-- ACTIVITY --
Pictures do not belong in the copy; retype the records below exactly.

-- Items from a dataset --
= Beginning of Section =

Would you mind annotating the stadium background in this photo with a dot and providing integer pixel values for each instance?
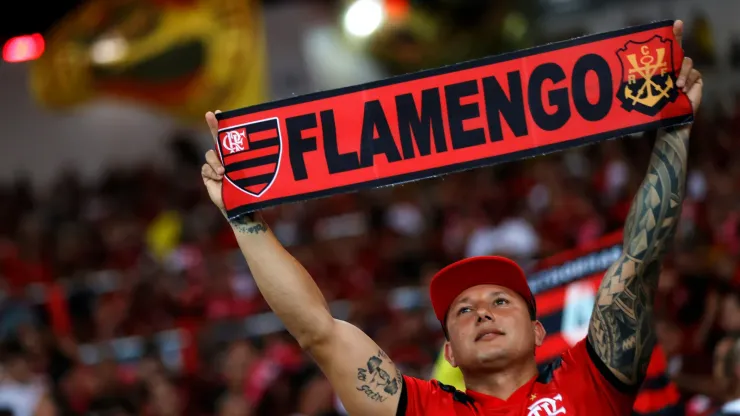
(123, 290)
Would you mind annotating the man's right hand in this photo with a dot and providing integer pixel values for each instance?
(363, 376)
(212, 171)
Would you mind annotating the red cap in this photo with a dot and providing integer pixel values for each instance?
(449, 282)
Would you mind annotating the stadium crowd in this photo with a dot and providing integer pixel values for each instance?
(142, 251)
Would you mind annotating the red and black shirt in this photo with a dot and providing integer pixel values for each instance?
(577, 383)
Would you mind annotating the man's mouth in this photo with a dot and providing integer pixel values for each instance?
(488, 335)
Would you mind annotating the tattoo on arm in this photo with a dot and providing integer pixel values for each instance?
(248, 224)
(621, 328)
(377, 383)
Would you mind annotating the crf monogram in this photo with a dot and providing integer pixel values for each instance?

= End of Section =

-- ANSWER BELOW --
Would you mind annotating the stadium background in this photo with a dot and providing integer pixel values for each instance?
(123, 290)
Would you mind annotating the man's right hand in this photo with a dot and providing integer pixel values for each instance?
(363, 376)
(212, 171)
Would you mind annotating the red cap in this photo with a dot and providing integer pixel values for each instance?
(449, 282)
Would you mind annotating the stadium crowd in this photo with a dot and providing integer pixel values for each instance?
(142, 251)
Would you mind annotating the red and black shirt in this photo with a dot and providing integer pixel values for each instance?
(577, 383)
Would you mind annotating the man's mouth in this photo with a dot and providing integer pixel values for each instance?
(488, 335)
Would you mind annotating the tattoo on arm in this photo with a dot and providing integer pixel values for each instance?
(248, 224)
(621, 328)
(377, 383)
Would you mind annotating the crf monogram in this photo with a dot and providing integer pixel values for each instance?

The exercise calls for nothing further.